Brief =>
Continue the post below on building a "Golden Dataset" for GenAI evaluation, starting right after its closing tip about the LLM context window.

Evaluating GenAI: Building Your "Golden Dataset"

Evaluation is the single most critical component of a GenAI system. If you cannot measure it, you cannot improve it. Most teams fall into one of two traps:

The manual slog: collecting logs and manually checking answers against a knowledge base.
The shotgun approach: using tools like RAGAS to randomly generate a test set from your documents.

This post proposes a surgical approach: a customizable workflow that uses topic modeling to build a "Golden Dataset" that actually tests your system's weak points.

The workflow: from random to surgical

Step 1: know your data (topic modeling)

Gather your data and run a topic modeling tool like BERTopic.

Why: this gives you a map of your knowledge base.
The insight: the distribution helps you identify scarce topics a random sampler would miss.

Step 2: targeted generation

Based on these topics, generate question-answer pairs to force coverage of weak areas.

RAGAS (shotgun): random spread of questions.
This method (scalpel): force-generate adversarial questions for scarce topics.

Tip: you can control the LLM context window based on topic size to optimize performance.

Data records =>
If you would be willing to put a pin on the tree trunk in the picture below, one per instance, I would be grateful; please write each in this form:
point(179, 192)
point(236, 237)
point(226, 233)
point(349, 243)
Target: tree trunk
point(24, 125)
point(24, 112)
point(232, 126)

Output of the exercise =>
Step 3: the "fool's gold" filter (quality control)

Introduce a critic loop to filter hallucinated pairs:

Generate a QA pair.
Have a separate critic model answer using only the context.
Compare answers with simple metrics or an LLM judge; discard if they do not match.

The multi-hop dilemma

This method excels at single-hop QA, but multi-hop questions are harder.

The challenge: real users ask questions that bridge multiple documents.
The reality: knowledge graphs are best for complex reasoning.
The compromise: use topic intersection to find overlapping documents for multi-hop generation.

Why this approach wins

Edge case coverage for scarce topics.
Surgical control over what gets tested.
Higher quality data with critic filtering.
Flexibility without proprietary DSLs.